# [WORK TO DO]
Rewrite the items below as a JSON list of strings, one string for each line, with blank lines left out.

# [DATA EXTRACT]
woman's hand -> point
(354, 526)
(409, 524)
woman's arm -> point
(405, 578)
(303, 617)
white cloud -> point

# [SOLUTION TO THIS PROBLEM]
[
  "woman's hand -> point",
  "(354, 526)",
  "(409, 524)",
  "woman's arm -> point",
  "(405, 578)",
  "(303, 617)",
  "white cloud -> point"
]